*Instruksi 1:* Kembalikan persis bagian dari kutipan teks, mulai dari "Menjadikan diri sebagai pusat perbaikan. Mengembalikan" dan berakhir pada "di dalam agama.".

*Kutipan Teks:*
------------------------------
Jumat, H / 29 Maret 2024

Menjadi Pusat Perhatian

Rabu 27 Sep 2023 17:15 WIB

Author :M. Nurroziqi

ilustrasi.

Foto: -


ESQNews.id - "Kita tidak bisa memaksa orang lain untuk memahami diri kita. Yang kita bisa adalah memaksa diri kita sendiri untuk memahami orang lain." (Aa Gym).


Di setiap interaksi, lebih-lebih kepada sesama manusia, bisa saling memahami adalah sikap penting di dalam menjaga kemesraan yang rukun. Sedang, kesanggupan untuk saling memahami ini, harus termulai dari pribadi masing-masing. Dan, munculnya ketidakharmonisan di antara sesama, terjadinya pertikaian dan permusuhan, serta semakin tingginya rasa amarah yang ada, adalah efek buruk dari ketidakmampuan memahami dan menguasai diri sendiri demi bisa memahami sesama umat manusia. Ini, semakin parah, ketika di dalam diri tumbuh nafsu ingin menang sendiri, ingin dipuja sesama, selalu ingin di depan dan paling berkuasa.


Sebenarnya, jika masing-masing diri mau dan berani menjadikan diri sebagai pusat perbaikan. Apa pun dan bagaimana pun saja yang terjadi atau hendak dikerjakan, dikembalikan dulu di dalam diri, maka bisa dengan ringan memahami sesama dan merajut bahagia dalam kemesraan yang indah. Jangankan bermusuhan, saling curiga dan berprasangka buruk saja, tidak akan pernah ada.


Menjadikan diri sebagai pusat perbaikan. Mengembalikan segala sesuatu ke dalam diri terlebih dahulu. Prakteknya, ketika misalkan dalam pandangan kita selalu menilai orang lain sebagai yang tidak baik, maka segeralah berinstrospeksi, jangan-jangan semua itu lantaran ada perasaan sombong di dalam diri, merasa sebagai yang sudah paling baik di antara semua. Bukan orang lain yang terlalu pendiam, tetapi diri sendirilah yang ternyata bermulut banyak. Bukan orang lain yang pelit, mungkin diri sendirilah yang merasa paling dermawan. Bukan orang lain yang sombong, jangan-jangan keangkuhan itu justru ada di dalam diri sendiri, berpenyakit merasa sebagai yang paling rendah hati. Dari itu, memberikan penilaian tidak baik kepada orang lain bukanlah sesuatu yang dibenarkan di dalam agama.
------------------------------
*Data yang Diberikan:*

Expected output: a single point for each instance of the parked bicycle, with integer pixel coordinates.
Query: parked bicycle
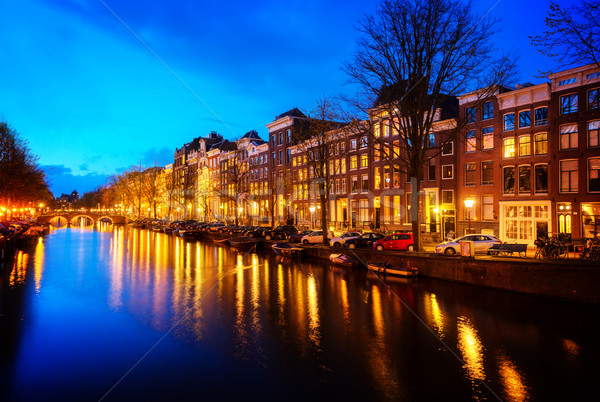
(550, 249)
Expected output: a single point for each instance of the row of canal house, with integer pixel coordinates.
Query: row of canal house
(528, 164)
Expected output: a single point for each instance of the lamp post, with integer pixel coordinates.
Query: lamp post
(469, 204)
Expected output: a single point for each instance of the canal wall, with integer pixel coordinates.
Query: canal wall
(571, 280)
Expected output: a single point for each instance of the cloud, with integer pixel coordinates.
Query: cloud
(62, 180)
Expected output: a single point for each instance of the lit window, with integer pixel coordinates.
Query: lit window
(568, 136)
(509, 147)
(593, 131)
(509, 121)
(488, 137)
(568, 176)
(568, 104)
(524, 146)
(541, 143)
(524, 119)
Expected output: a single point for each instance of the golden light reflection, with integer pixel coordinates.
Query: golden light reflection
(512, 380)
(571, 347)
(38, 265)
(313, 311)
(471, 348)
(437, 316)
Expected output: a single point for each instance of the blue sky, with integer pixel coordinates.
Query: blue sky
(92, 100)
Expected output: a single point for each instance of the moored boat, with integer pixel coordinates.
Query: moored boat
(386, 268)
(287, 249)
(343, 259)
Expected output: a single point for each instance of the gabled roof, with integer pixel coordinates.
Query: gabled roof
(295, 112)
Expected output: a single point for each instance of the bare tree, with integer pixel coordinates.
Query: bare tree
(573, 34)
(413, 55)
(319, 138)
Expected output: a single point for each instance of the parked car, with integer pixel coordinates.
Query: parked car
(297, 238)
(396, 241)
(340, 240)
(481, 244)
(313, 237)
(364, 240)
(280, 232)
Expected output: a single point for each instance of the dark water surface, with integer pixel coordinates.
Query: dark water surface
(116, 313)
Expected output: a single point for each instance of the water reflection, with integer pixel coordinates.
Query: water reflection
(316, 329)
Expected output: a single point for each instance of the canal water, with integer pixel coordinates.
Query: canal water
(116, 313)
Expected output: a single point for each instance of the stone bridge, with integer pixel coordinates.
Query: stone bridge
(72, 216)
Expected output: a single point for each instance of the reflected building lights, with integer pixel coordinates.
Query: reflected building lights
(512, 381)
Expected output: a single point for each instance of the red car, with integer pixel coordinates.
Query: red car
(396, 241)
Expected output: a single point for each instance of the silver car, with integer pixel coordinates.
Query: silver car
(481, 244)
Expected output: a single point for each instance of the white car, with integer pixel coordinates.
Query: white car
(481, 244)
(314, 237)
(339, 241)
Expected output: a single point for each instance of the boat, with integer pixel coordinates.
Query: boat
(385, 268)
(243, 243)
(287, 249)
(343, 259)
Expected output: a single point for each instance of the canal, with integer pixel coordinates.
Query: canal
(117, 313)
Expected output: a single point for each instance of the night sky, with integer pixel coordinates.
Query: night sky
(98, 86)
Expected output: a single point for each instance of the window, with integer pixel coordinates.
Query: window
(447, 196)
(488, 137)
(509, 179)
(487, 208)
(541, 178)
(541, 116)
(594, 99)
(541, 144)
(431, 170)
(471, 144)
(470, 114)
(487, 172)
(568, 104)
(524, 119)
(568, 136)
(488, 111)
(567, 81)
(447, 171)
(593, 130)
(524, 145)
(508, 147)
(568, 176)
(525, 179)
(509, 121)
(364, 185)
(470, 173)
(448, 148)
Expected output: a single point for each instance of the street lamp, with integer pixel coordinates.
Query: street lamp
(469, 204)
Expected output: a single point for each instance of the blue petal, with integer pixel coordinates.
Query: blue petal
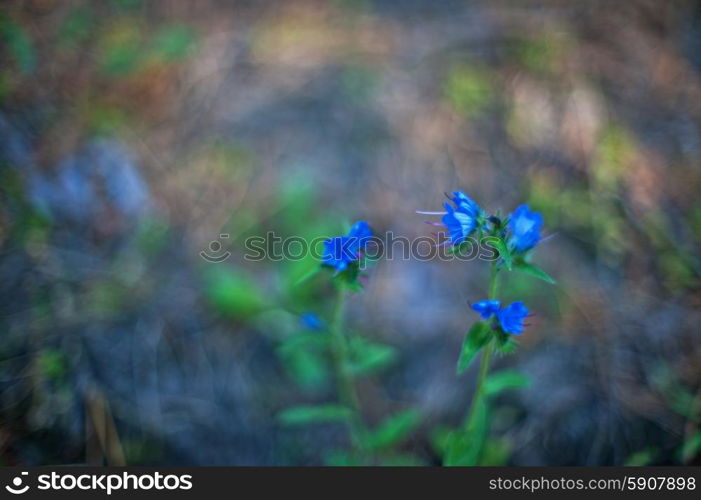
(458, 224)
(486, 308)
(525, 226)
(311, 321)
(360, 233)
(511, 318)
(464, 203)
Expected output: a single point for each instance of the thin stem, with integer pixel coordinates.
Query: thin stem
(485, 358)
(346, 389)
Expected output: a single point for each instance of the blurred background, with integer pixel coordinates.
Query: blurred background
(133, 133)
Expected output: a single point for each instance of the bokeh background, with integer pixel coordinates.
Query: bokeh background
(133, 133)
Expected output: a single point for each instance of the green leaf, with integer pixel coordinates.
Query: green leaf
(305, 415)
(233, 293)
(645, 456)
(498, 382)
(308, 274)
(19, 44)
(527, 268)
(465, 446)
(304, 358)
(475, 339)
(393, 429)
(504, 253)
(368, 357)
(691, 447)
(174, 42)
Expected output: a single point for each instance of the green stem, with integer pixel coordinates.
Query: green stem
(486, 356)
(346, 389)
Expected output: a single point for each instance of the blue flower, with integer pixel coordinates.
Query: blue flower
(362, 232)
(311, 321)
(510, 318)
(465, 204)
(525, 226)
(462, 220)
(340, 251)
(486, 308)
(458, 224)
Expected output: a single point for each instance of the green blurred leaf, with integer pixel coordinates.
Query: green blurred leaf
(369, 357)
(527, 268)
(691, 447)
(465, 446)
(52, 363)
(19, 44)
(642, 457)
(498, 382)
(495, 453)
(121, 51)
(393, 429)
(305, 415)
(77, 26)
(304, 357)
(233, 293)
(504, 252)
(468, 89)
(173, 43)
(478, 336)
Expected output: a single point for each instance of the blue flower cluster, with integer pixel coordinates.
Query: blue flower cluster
------------------------------
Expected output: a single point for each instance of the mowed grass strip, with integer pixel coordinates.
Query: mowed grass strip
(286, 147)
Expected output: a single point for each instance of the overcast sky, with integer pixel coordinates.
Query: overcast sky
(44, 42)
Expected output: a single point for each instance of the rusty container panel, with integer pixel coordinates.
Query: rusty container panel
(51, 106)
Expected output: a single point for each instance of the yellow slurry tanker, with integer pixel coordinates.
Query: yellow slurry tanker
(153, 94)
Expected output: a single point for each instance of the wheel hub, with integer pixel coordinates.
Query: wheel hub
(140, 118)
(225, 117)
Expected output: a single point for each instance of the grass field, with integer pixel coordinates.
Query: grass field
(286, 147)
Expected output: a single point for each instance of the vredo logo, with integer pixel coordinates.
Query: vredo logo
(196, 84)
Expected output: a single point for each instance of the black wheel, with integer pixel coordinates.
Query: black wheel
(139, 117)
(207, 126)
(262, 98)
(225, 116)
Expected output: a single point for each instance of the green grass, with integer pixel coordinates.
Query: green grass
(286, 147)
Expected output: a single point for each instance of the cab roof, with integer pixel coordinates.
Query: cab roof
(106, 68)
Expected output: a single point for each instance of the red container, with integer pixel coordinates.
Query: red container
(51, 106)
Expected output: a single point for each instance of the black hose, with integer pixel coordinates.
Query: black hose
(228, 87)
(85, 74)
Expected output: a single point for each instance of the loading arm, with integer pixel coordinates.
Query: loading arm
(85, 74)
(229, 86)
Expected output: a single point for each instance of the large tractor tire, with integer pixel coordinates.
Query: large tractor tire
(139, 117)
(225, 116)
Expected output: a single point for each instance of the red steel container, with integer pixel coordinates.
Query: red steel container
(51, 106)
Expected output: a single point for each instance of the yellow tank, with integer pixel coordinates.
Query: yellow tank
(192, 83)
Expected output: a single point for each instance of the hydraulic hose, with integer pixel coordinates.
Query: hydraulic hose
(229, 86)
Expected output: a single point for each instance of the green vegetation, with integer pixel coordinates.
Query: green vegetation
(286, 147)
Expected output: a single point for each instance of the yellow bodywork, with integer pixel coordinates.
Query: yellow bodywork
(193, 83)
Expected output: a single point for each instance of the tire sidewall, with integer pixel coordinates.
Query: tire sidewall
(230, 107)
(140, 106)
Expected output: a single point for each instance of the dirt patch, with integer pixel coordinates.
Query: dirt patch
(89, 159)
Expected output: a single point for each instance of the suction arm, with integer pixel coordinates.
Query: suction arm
------------------------------
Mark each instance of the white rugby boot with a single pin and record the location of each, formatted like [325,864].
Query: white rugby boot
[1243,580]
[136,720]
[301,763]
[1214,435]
------------------------------
*Instruksi 2:* Keluarkan sebagai daftar JSON berisi string baris-baris catatan, mulai dari baris yang memuat "Expected output: a single point for each instance of the dirt" dan berakhir pada baris yang memuat "Query: suction arm", termasuk kedua baris itu. Setiap baris menjadi satu string, dan baris kosong dilewati.

*Penyelesaian Lengkap 1:*
Menjadikan diri sebagai pusat perbaikan. Mengembalikan segala sesuatu ke dalam diri terlebih dahulu. Prakteknya, ketika misalkan dalam pandangan kita selalu menilai orang lain sebagai yang tidak baik, maka segeralah berinstrospeksi, jangan-jangan semua itu lantaran ada perasaan sombong di dalam diri, merasa sebagai yang sudah paling baik di antara semua. Bukan orang lain yang terlalu pendiam, tetapi diri sendirilah yang ternyata bermulut banyak. Bukan orang lain yang pelit, mungkin diri sendirilah yang merasa paling dermawan. Bukan orang lain yang sombong, jangan-jangan keangkuhan itu justru ada di dalam diri sendiri, berpenyakit merasa sebagai yang paling rendah hati. Dari itu, memberikan penilaian tidak baik kepada orang lain bukanlah sesuatu yang dibenarkan di dalam agama.

*Penyelesaian Lengkap 2:*
[
  "Expected output: a single point for each instance of the dirt patch, with integer pixel coordinates.",
  "Query: dirt patch",
  "(89, 159)",
  "Expected output: a single point for each instance of the suction arm, with integer pixel coordinates.",
  "Query: suction arm"
]